──────── Records for processing

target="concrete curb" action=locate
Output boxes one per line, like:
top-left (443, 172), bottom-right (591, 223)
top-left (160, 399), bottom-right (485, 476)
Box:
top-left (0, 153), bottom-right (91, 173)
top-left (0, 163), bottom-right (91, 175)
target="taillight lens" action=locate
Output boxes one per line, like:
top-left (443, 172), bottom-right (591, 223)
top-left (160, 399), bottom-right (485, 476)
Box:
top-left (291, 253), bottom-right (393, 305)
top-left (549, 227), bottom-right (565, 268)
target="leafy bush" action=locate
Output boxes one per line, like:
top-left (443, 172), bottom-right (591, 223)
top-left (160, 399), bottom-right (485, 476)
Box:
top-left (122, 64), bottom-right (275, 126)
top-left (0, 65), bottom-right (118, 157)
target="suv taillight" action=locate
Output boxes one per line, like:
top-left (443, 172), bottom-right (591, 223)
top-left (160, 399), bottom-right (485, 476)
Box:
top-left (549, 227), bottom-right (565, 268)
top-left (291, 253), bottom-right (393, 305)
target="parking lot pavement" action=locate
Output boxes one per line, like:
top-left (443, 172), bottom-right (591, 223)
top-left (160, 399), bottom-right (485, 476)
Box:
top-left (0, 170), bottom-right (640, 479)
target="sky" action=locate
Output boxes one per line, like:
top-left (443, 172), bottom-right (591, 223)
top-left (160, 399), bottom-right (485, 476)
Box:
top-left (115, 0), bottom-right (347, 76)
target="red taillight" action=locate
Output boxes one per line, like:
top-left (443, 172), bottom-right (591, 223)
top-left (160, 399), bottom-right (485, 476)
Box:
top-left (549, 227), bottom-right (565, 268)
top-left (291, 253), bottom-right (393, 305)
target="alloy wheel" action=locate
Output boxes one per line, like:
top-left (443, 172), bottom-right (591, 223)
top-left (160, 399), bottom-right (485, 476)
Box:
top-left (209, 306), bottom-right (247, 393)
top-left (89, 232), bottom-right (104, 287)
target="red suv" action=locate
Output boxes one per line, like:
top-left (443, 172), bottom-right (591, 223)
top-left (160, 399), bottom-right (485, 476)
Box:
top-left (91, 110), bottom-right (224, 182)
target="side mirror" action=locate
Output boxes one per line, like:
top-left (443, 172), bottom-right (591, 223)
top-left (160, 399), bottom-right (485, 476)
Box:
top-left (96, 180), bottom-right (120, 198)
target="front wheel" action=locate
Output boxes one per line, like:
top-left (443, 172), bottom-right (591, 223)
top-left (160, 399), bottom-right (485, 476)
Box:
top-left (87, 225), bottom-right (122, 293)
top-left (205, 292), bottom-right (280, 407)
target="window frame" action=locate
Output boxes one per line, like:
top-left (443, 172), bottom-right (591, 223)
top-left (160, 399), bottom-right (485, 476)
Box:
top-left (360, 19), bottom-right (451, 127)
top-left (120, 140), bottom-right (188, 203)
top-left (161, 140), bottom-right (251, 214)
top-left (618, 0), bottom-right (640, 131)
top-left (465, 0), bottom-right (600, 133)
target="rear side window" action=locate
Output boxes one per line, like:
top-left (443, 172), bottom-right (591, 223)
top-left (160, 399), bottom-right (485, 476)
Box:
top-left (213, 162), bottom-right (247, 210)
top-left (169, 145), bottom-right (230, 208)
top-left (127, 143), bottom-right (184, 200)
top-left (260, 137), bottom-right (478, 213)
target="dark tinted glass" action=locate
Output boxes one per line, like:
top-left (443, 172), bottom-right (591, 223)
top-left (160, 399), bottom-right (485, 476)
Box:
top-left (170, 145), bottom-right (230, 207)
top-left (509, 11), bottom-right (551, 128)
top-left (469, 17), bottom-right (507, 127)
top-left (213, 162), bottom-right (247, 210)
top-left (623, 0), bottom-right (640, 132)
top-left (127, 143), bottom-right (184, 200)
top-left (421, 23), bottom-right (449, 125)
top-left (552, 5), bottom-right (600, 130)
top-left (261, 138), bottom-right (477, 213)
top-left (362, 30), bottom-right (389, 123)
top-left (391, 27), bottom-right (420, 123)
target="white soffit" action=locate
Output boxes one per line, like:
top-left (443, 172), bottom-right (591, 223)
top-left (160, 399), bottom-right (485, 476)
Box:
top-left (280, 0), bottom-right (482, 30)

────────────────

Convert the lines above into a JSON list of strings, one string per line, leaving out blank lines.

[
  "target=\"concrete curb\" action=locate",
  "Output boxes one per line, like:",
  "top-left (443, 172), bottom-right (591, 223)",
  "top-left (160, 399), bottom-right (485, 476)",
  "Box:",
  "top-left (0, 153), bottom-right (91, 173)",
  "top-left (0, 163), bottom-right (91, 175)",
  "target=\"taillight lens\" action=locate",
  "Output boxes one per line, like:",
  "top-left (443, 172), bottom-right (591, 223)",
  "top-left (160, 399), bottom-right (485, 476)",
  "Box:",
  "top-left (291, 253), bottom-right (393, 305)",
  "top-left (549, 227), bottom-right (565, 268)",
  "target=\"leafy bush\" action=locate",
  "Output boxes one per line, like:",
  "top-left (443, 172), bottom-right (591, 223)",
  "top-left (160, 399), bottom-right (485, 476)",
  "Box:",
  "top-left (122, 64), bottom-right (275, 126)",
  "top-left (0, 65), bottom-right (118, 157)",
  "target=\"suv taillight\" action=locate",
  "Output boxes one per line, like:",
  "top-left (443, 172), bottom-right (591, 223)",
  "top-left (160, 399), bottom-right (485, 476)",
  "Box:",
  "top-left (549, 227), bottom-right (565, 268)",
  "top-left (291, 253), bottom-right (393, 305)",
  "target=\"parking lot pavement\" action=locate",
  "Output boxes one per line, like:",
  "top-left (443, 172), bottom-right (591, 223)",
  "top-left (160, 399), bottom-right (485, 476)",
  "Box:",
  "top-left (0, 170), bottom-right (640, 479)",
  "target=\"sky\" action=locate",
  "Output boxes one per line, like:",
  "top-left (443, 172), bottom-right (591, 223)",
  "top-left (160, 399), bottom-right (485, 476)",
  "Box:",
  "top-left (115, 0), bottom-right (347, 76)",
  "target=\"red taillight\" action=locate",
  "Output boxes one per line, like:",
  "top-left (443, 172), bottom-right (591, 223)",
  "top-left (160, 399), bottom-right (485, 476)",
  "Box:",
  "top-left (549, 227), bottom-right (565, 268)",
  "top-left (291, 253), bottom-right (393, 305)",
  "target=\"alloy wheel\" action=locate",
  "Output boxes one per line, like:",
  "top-left (443, 172), bottom-right (591, 223)",
  "top-left (160, 399), bottom-right (485, 476)",
  "Box:",
  "top-left (209, 306), bottom-right (247, 393)",
  "top-left (89, 232), bottom-right (104, 287)",
  "target=\"red suv\" action=locate",
  "Output boxes one per line, like:",
  "top-left (443, 172), bottom-right (591, 223)",
  "top-left (160, 399), bottom-right (485, 476)",
  "Box:",
  "top-left (91, 110), bottom-right (224, 182)",
  "target=\"side mirror\" action=locate",
  "Output boxes one per line, like:",
  "top-left (443, 172), bottom-right (591, 223)",
  "top-left (160, 399), bottom-right (485, 476)",
  "Box:",
  "top-left (96, 180), bottom-right (120, 198)",
  "target=\"front wheel\" action=locate",
  "Output boxes one per line, like:",
  "top-left (443, 172), bottom-right (591, 223)",
  "top-left (160, 399), bottom-right (485, 476)",
  "Box:",
  "top-left (87, 225), bottom-right (122, 293)",
  "top-left (205, 292), bottom-right (280, 407)",
  "target=\"window frame\" action=locate",
  "Output boxes one per line, like:",
  "top-left (443, 172), bottom-right (591, 223)",
  "top-left (160, 399), bottom-right (485, 476)",
  "Box:",
  "top-left (360, 19), bottom-right (451, 127)",
  "top-left (120, 140), bottom-right (188, 203)",
  "top-left (161, 140), bottom-right (251, 214)",
  "top-left (618, 0), bottom-right (640, 131)",
  "top-left (465, 0), bottom-right (600, 133)",
  "target=\"rear side window\" action=locate",
  "Output boxes one per line, like:",
  "top-left (443, 172), bottom-right (591, 223)",
  "top-left (160, 399), bottom-right (485, 476)",
  "Box:",
  "top-left (213, 162), bottom-right (247, 210)",
  "top-left (169, 145), bottom-right (230, 208)",
  "top-left (127, 143), bottom-right (184, 200)",
  "top-left (260, 137), bottom-right (478, 213)",
  "target=\"dark tinted glass\" action=locate",
  "Output boxes one per line, like:",
  "top-left (443, 172), bottom-right (591, 223)",
  "top-left (160, 399), bottom-right (485, 476)",
  "Box:",
  "top-left (170, 145), bottom-right (230, 207)",
  "top-left (509, 11), bottom-right (551, 128)",
  "top-left (469, 17), bottom-right (507, 127)",
  "top-left (213, 162), bottom-right (247, 210)",
  "top-left (623, 0), bottom-right (640, 132)",
  "top-left (127, 143), bottom-right (184, 200)",
  "top-left (421, 23), bottom-right (449, 125)",
  "top-left (552, 5), bottom-right (600, 130)",
  "top-left (261, 138), bottom-right (477, 213)",
  "top-left (362, 30), bottom-right (389, 123)",
  "top-left (391, 27), bottom-right (420, 123)",
  "target=\"white soffit\" action=locate",
  "Output boxes one per line, like:",
  "top-left (443, 172), bottom-right (591, 223)",
  "top-left (160, 399), bottom-right (485, 476)",
  "Box:",
  "top-left (280, 0), bottom-right (482, 30)"
]